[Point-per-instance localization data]
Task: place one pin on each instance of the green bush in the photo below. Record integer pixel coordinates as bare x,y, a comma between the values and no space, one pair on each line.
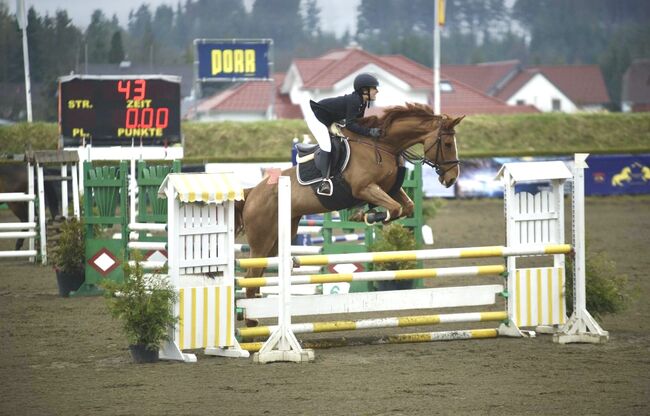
394,237
69,254
144,305
606,289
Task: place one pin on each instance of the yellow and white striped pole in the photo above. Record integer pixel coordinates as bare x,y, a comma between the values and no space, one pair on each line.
413,255
398,322
376,276
389,339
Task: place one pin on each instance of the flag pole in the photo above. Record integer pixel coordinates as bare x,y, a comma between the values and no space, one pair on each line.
436,57
21,16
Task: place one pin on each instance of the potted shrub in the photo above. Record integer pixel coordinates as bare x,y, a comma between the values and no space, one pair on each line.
69,257
394,237
144,305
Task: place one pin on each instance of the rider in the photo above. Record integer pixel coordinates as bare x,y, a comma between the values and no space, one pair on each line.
344,109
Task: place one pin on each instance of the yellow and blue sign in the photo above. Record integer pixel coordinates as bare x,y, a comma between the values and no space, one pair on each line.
233,60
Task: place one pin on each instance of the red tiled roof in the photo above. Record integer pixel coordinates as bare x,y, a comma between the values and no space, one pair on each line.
467,100
342,62
583,84
337,64
515,84
484,76
252,96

> **Directions**:
Omit the pictures, then set down all the remaining data exactly as given.

> **Solution**:
Task: place one pin on each instance of the green bush in the photo below. Record integer pixel coordinates as bare x,y, a comma between the values and no space, one pair on each line.
394,237
69,254
144,305
606,289
Task: place one pin on each instance of the yellow and white striped pole in the photo above. Record integer pixel coordinates as bare x,y, a comma between the values and no space, one pair on each line.
413,255
398,322
376,276
389,339
Task: place one pin on each instance of the flag pole in the photo above. Record integer pixel coordinates as bare x,y, a comma between the values and no space, one pair on each line.
436,57
21,16
Task: place one pin on each instance of the potted shrub in the photo above. Record integer pixel coordinates as bare x,y, a comma between the values and no space, one pair on each line.
69,257
394,237
144,305
Task: place one pin on each instance of the rider in the photo above. Record integer pixel coordinates as bare x,y, a comma between the values and no space, one pair on each line.
344,109
Task: place one pin on each instance of the yellow and blue sign in the photo above. Record integer pixel coordinates as bare x,y, a comma between the values and no space, one pair on each line.
233,60
Task: place one pin on each instance of the red tiled roof in the photo above. Record integer pixel coordinates as bare x,y, a comma between the values and no space, one pair on each line.
467,100
342,62
583,84
337,64
515,84
484,76
252,96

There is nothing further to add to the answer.